(Work order): Only text lines belong in the answer: the lines from the first one in the records through the line with "point_to(query) puts a dot on the girl's arm, one", copied exactly.

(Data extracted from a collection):
*** Block opens ***
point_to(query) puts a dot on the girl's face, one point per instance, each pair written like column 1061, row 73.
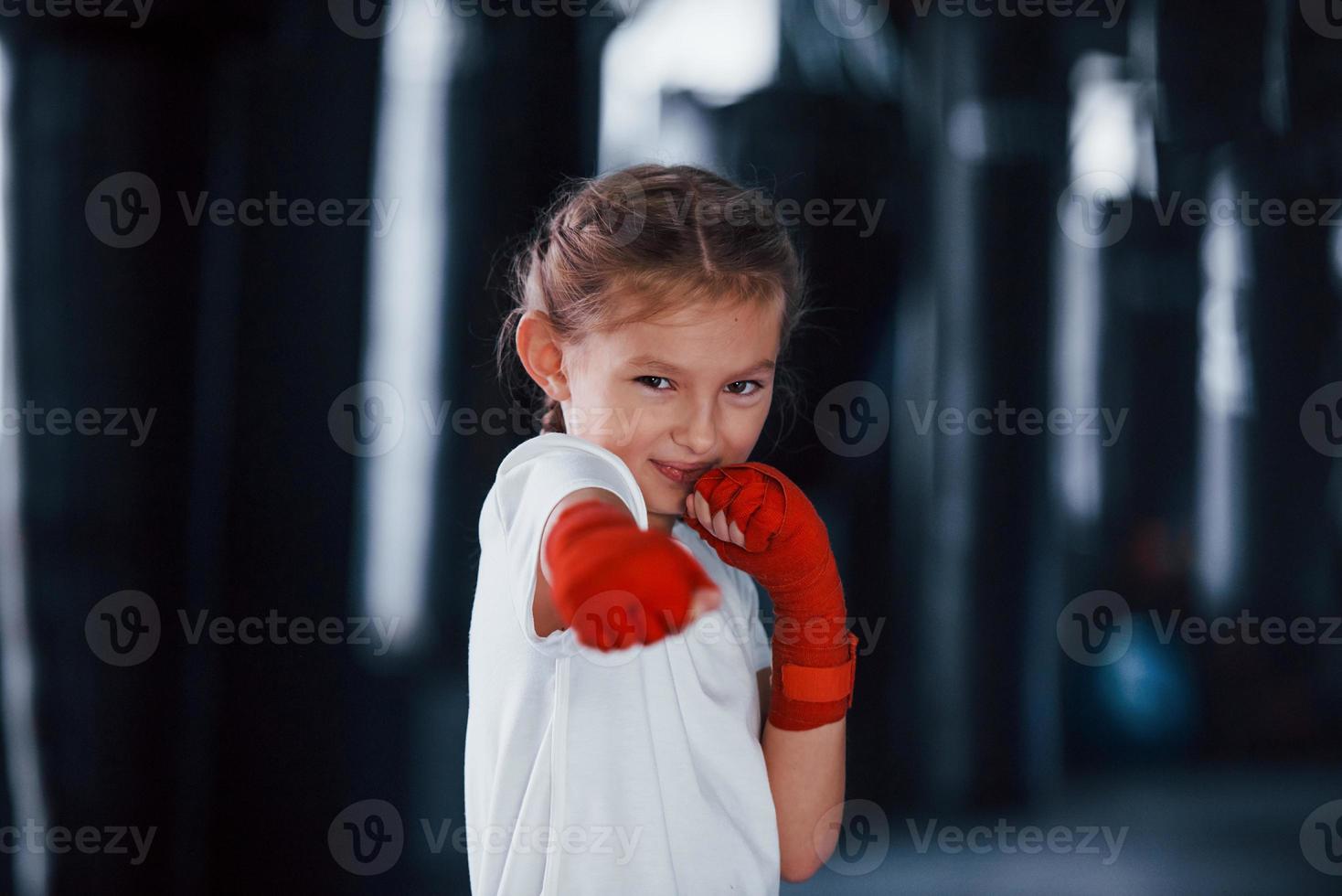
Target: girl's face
column 676, row 396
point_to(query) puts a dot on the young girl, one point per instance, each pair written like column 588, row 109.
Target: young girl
column 619, row 672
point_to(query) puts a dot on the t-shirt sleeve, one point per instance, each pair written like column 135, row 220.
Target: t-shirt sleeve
column 525, row 496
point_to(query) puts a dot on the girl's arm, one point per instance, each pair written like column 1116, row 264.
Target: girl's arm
column 807, row 778
column 759, row 520
column 545, row 614
column 613, row 582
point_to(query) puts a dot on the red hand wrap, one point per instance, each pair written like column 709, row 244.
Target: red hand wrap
column 615, row 583
column 786, row 550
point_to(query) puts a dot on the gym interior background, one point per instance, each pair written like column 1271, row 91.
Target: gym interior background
column 1071, row 410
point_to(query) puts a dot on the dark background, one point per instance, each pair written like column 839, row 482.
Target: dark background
column 974, row 289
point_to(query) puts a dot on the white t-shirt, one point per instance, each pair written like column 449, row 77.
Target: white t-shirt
column 636, row 770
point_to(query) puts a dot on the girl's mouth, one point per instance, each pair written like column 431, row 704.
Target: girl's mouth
column 678, row 474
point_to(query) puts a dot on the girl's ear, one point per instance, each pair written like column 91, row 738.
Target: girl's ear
column 541, row 355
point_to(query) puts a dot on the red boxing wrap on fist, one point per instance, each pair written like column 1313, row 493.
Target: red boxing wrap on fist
column 615, row 583
column 786, row 550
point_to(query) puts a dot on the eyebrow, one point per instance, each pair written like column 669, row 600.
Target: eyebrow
column 653, row 362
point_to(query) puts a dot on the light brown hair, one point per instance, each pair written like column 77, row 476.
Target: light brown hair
column 651, row 235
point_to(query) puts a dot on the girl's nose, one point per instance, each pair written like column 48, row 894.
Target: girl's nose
column 698, row 433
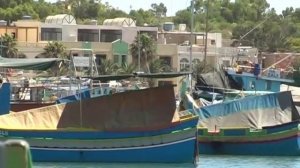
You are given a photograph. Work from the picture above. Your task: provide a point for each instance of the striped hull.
(283, 140)
(177, 146)
(177, 151)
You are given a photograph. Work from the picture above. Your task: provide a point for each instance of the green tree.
(144, 44)
(107, 67)
(143, 17)
(9, 46)
(160, 10)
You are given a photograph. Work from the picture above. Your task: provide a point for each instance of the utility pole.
(191, 35)
(206, 31)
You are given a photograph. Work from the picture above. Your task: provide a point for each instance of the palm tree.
(8, 48)
(127, 68)
(54, 50)
(199, 68)
(146, 46)
(158, 65)
(107, 67)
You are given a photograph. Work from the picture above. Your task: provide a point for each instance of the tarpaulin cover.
(251, 112)
(4, 98)
(28, 64)
(146, 109)
(83, 95)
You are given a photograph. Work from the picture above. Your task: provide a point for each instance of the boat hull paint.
(284, 147)
(178, 151)
(280, 140)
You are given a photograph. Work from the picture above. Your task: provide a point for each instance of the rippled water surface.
(206, 161)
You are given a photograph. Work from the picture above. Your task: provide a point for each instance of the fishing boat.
(132, 126)
(256, 125)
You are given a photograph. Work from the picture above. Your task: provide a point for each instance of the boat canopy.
(28, 64)
(253, 112)
(141, 75)
(155, 109)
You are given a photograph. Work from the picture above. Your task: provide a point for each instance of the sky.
(174, 5)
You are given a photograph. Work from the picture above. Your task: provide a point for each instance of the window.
(110, 35)
(213, 42)
(124, 59)
(152, 34)
(99, 58)
(91, 35)
(166, 60)
(164, 83)
(268, 85)
(116, 59)
(252, 85)
(51, 34)
(184, 64)
(195, 62)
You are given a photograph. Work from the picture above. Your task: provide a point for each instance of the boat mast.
(191, 44)
(206, 32)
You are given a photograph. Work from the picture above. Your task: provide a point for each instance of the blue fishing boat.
(132, 126)
(255, 125)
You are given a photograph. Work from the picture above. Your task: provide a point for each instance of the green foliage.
(8, 48)
(160, 10)
(144, 44)
(233, 19)
(107, 67)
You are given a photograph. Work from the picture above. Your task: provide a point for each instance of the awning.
(140, 75)
(28, 64)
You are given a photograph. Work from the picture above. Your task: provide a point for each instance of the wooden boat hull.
(177, 151)
(176, 146)
(282, 140)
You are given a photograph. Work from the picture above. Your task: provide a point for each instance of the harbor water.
(205, 161)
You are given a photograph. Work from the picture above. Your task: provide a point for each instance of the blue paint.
(268, 101)
(250, 82)
(234, 132)
(284, 147)
(174, 153)
(96, 134)
(282, 127)
(4, 98)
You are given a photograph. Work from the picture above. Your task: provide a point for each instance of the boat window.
(252, 85)
(268, 85)
(184, 64)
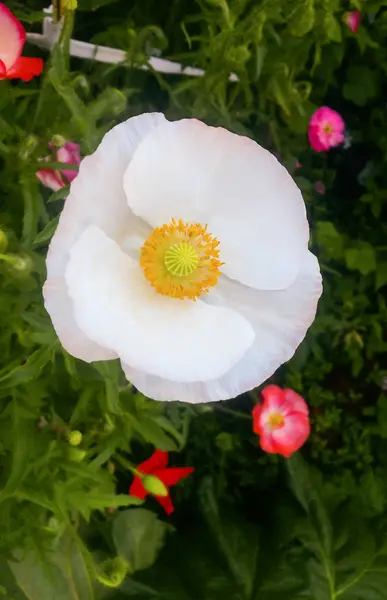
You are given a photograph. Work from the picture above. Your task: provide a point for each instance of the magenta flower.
(352, 19)
(319, 186)
(68, 153)
(282, 421)
(326, 129)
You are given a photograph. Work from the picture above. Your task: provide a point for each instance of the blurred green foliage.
(68, 529)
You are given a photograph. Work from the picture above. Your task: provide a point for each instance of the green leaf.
(302, 18)
(332, 241)
(361, 259)
(238, 545)
(30, 369)
(316, 531)
(361, 85)
(381, 274)
(46, 234)
(332, 27)
(61, 573)
(138, 536)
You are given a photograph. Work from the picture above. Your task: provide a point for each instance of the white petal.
(117, 307)
(12, 37)
(208, 175)
(96, 197)
(280, 320)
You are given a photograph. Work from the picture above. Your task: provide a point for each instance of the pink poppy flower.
(68, 153)
(319, 187)
(326, 129)
(352, 19)
(12, 39)
(282, 421)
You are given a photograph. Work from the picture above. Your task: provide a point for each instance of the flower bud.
(113, 571)
(154, 486)
(74, 438)
(3, 241)
(58, 140)
(21, 263)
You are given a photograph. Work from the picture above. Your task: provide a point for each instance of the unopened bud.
(58, 140)
(3, 241)
(22, 264)
(154, 486)
(74, 438)
(113, 571)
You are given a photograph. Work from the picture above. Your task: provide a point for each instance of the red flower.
(156, 467)
(352, 19)
(282, 421)
(12, 38)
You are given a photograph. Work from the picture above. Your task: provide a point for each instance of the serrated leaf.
(138, 536)
(302, 18)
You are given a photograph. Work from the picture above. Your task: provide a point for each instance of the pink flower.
(352, 19)
(319, 187)
(12, 38)
(282, 421)
(68, 153)
(326, 129)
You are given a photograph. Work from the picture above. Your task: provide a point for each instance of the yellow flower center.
(181, 260)
(276, 420)
(327, 128)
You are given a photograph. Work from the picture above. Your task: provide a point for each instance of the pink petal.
(267, 442)
(352, 19)
(315, 141)
(257, 410)
(69, 153)
(50, 179)
(336, 139)
(292, 436)
(12, 37)
(294, 403)
(25, 68)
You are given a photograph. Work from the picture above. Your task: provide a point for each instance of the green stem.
(127, 465)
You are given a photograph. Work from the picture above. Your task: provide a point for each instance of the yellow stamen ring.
(181, 260)
(276, 420)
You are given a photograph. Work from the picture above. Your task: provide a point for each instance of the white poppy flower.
(182, 249)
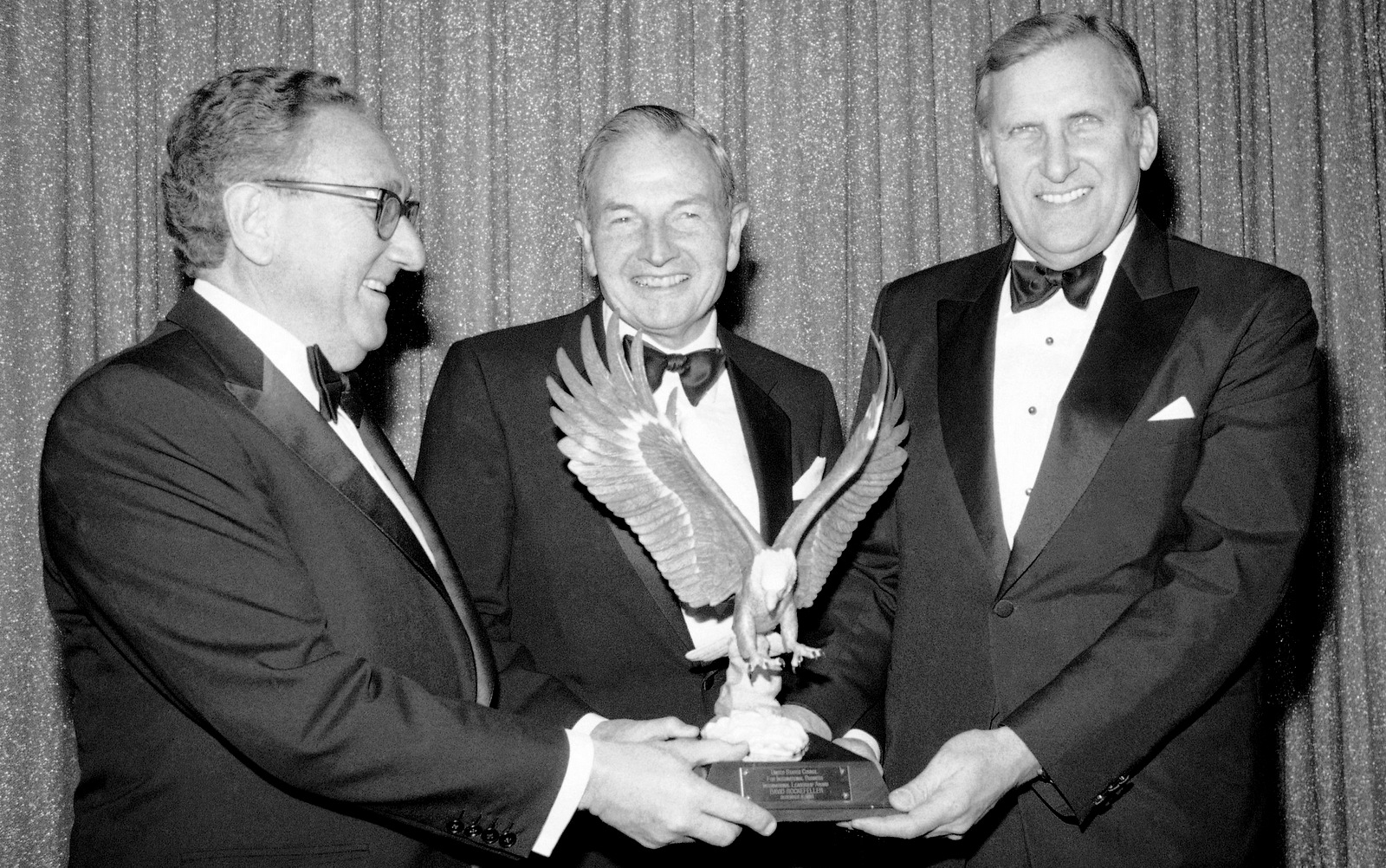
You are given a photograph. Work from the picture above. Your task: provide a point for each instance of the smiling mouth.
(1064, 198)
(658, 282)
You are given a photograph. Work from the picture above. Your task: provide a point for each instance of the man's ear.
(741, 212)
(589, 258)
(988, 154)
(1148, 133)
(253, 218)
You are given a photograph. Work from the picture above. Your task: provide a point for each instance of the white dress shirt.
(290, 357)
(713, 431)
(1037, 353)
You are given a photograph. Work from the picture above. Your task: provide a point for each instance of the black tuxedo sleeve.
(464, 475)
(168, 537)
(1242, 501)
(856, 613)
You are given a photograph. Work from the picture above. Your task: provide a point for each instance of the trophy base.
(829, 784)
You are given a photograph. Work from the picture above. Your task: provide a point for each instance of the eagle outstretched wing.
(635, 462)
(825, 521)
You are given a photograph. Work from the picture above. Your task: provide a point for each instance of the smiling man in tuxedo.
(1111, 466)
(272, 657)
(563, 586)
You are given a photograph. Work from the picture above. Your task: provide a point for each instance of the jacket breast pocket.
(339, 856)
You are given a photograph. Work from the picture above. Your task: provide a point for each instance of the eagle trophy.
(632, 458)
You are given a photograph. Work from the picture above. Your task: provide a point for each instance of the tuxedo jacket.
(1116, 634)
(566, 588)
(265, 667)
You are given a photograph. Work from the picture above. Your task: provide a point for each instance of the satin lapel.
(281, 408)
(1133, 334)
(283, 411)
(631, 548)
(766, 429)
(476, 655)
(967, 332)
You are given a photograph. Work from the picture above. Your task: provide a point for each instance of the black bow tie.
(1032, 284)
(697, 371)
(334, 390)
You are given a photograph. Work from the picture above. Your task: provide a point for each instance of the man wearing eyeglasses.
(270, 656)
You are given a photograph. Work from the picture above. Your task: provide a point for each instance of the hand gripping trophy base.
(748, 710)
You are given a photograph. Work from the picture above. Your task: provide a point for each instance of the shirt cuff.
(588, 722)
(570, 794)
(861, 735)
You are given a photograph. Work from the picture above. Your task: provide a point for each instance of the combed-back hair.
(243, 125)
(651, 120)
(1034, 35)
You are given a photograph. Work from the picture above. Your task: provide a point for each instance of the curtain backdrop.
(850, 124)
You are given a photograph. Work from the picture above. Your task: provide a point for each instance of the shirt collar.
(1113, 253)
(283, 350)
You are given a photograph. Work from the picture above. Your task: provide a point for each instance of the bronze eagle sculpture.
(632, 458)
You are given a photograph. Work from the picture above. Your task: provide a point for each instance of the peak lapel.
(1133, 334)
(967, 332)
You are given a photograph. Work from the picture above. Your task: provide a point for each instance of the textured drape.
(850, 124)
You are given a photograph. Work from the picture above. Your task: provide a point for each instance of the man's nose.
(1058, 157)
(406, 247)
(655, 244)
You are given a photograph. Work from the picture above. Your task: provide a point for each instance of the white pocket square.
(810, 480)
(1177, 409)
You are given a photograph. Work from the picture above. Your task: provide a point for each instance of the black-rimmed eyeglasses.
(388, 205)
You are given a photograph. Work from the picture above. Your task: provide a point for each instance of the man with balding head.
(1111, 465)
(272, 657)
(563, 586)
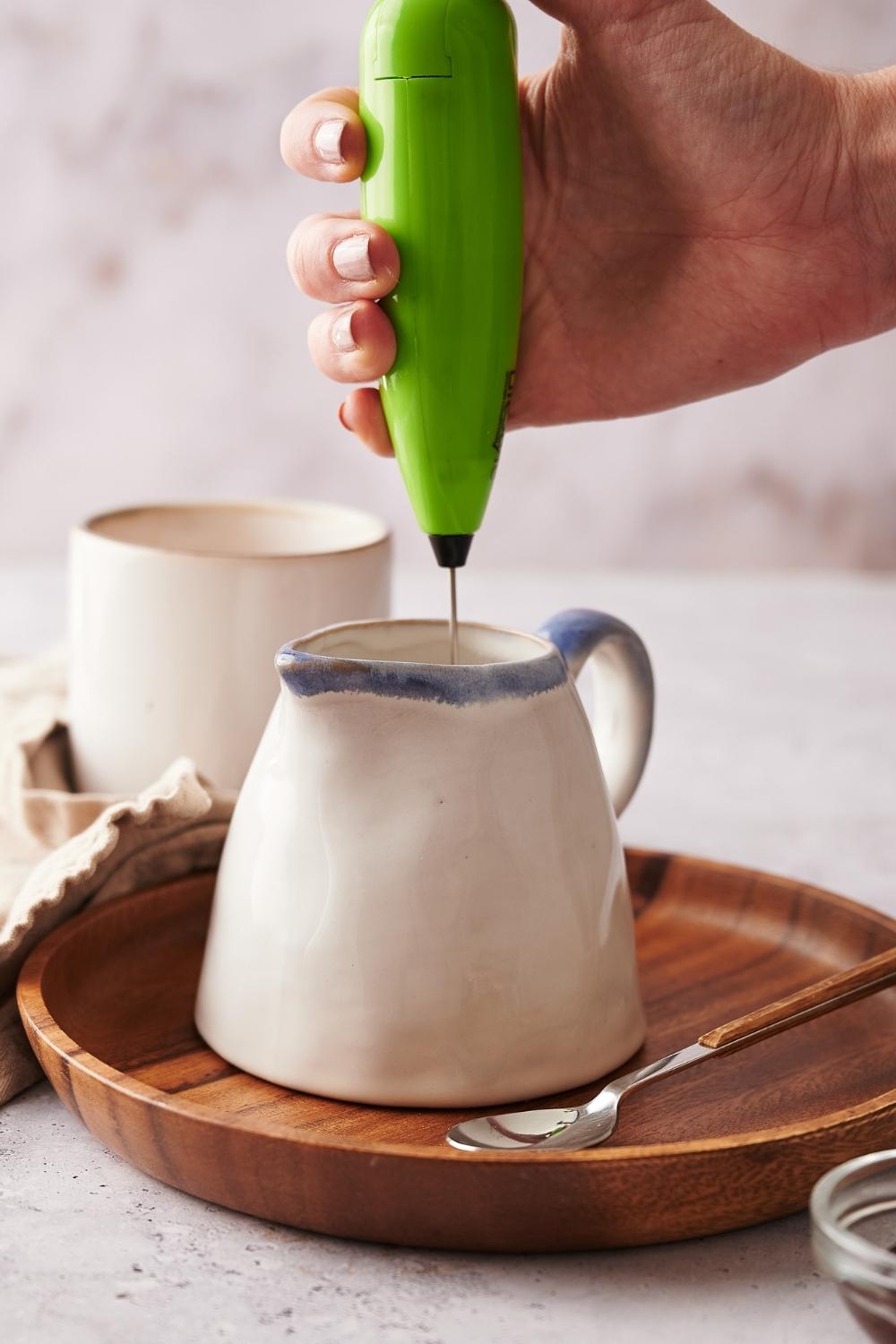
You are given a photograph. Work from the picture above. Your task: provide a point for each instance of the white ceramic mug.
(424, 898)
(177, 613)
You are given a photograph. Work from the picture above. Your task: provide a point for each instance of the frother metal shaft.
(455, 650)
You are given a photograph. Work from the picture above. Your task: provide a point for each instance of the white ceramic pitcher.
(424, 900)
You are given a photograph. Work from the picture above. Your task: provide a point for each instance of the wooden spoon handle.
(818, 999)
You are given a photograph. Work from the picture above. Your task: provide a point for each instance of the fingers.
(362, 413)
(346, 261)
(324, 137)
(340, 257)
(352, 344)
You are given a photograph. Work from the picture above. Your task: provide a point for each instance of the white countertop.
(775, 747)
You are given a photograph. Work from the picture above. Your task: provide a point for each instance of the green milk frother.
(441, 107)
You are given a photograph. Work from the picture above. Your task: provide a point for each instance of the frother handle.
(848, 986)
(624, 694)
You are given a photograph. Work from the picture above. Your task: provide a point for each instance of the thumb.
(591, 13)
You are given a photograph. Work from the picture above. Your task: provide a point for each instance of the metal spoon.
(565, 1129)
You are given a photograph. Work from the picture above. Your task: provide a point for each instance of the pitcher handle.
(624, 696)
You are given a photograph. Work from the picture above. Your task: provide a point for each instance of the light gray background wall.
(152, 344)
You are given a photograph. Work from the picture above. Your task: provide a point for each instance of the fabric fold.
(62, 851)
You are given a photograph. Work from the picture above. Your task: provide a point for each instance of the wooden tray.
(108, 1005)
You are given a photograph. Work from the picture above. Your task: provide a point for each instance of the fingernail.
(352, 257)
(328, 142)
(341, 332)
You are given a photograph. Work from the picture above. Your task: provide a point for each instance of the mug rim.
(289, 505)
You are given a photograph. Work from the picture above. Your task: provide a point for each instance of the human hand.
(697, 220)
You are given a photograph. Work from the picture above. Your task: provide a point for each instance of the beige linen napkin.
(61, 851)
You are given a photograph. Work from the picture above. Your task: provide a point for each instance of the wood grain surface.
(108, 1005)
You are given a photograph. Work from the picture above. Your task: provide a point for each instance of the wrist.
(868, 131)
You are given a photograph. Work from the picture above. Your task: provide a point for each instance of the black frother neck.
(452, 551)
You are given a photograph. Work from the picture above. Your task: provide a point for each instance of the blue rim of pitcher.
(309, 674)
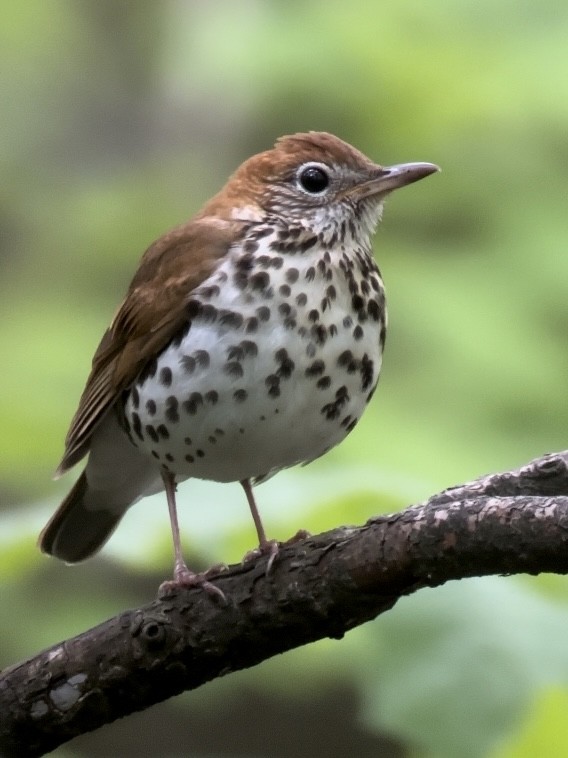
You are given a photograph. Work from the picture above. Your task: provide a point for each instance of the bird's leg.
(183, 576)
(265, 546)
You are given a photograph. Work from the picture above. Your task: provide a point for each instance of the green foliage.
(120, 120)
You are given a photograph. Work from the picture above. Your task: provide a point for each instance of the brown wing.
(152, 312)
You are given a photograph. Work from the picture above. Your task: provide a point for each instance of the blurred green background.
(119, 120)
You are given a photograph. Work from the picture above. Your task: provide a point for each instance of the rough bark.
(508, 523)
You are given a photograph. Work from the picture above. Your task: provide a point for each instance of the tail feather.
(116, 476)
(75, 531)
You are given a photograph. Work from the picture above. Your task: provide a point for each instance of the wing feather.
(153, 310)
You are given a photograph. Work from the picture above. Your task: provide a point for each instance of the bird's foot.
(184, 577)
(300, 535)
(269, 548)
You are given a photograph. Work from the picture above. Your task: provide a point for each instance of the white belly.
(231, 402)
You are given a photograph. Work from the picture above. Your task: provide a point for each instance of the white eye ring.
(313, 178)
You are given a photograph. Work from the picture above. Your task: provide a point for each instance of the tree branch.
(514, 522)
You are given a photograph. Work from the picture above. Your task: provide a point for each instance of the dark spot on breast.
(163, 431)
(260, 280)
(240, 279)
(135, 397)
(250, 246)
(307, 244)
(367, 372)
(193, 309)
(345, 358)
(342, 395)
(210, 291)
(202, 358)
(357, 303)
(272, 381)
(310, 349)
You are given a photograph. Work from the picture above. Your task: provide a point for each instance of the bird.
(250, 340)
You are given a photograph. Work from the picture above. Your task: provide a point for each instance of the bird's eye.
(313, 179)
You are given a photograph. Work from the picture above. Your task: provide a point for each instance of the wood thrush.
(250, 340)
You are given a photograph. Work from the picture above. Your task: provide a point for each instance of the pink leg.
(182, 575)
(265, 546)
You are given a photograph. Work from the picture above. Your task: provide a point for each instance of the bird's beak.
(388, 178)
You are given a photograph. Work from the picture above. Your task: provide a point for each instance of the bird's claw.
(184, 577)
(269, 548)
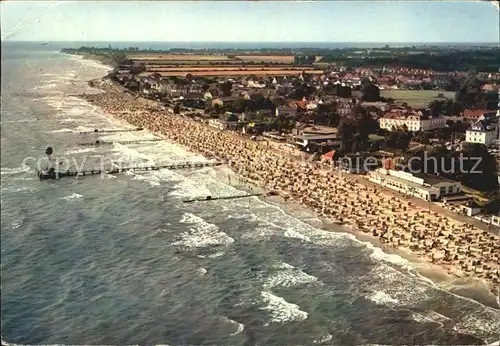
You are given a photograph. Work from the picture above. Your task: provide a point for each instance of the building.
(286, 110)
(473, 115)
(306, 142)
(225, 124)
(483, 131)
(383, 106)
(411, 121)
(495, 220)
(425, 186)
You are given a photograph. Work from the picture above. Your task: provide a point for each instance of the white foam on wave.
(289, 276)
(239, 326)
(90, 63)
(280, 310)
(15, 189)
(216, 254)
(72, 197)
(294, 234)
(201, 234)
(80, 151)
(46, 86)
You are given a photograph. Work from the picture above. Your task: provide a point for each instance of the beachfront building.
(287, 110)
(412, 121)
(483, 131)
(425, 186)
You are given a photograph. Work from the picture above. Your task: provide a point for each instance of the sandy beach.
(463, 251)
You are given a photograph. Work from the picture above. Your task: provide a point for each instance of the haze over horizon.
(238, 21)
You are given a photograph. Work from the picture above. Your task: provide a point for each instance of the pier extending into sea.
(52, 174)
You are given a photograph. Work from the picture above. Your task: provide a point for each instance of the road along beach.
(461, 249)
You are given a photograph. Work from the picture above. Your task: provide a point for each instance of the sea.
(123, 260)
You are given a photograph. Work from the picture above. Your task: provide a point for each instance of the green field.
(416, 98)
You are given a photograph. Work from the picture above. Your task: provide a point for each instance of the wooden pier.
*** Block closes ***
(Solution to this task):
point_to(query) puts a dot on the girl's face, one point per instance, each pair written like column 1061, row 73.
Target: girl's face
column 676, row 396
point_to(query) puts a dot on the young girl, one point per instance, each pair written like column 588, row 109.
Target: young girl
column 619, row 672
point_to(query) puts a dot on the t-shirt sleeve, one point per instance, each pair written like column 135, row 220.
Target: t-shirt sleeve
column 525, row 496
point_to(query) puts a dot on the girl's arm, one point per instance, each pair written like column 1116, row 264.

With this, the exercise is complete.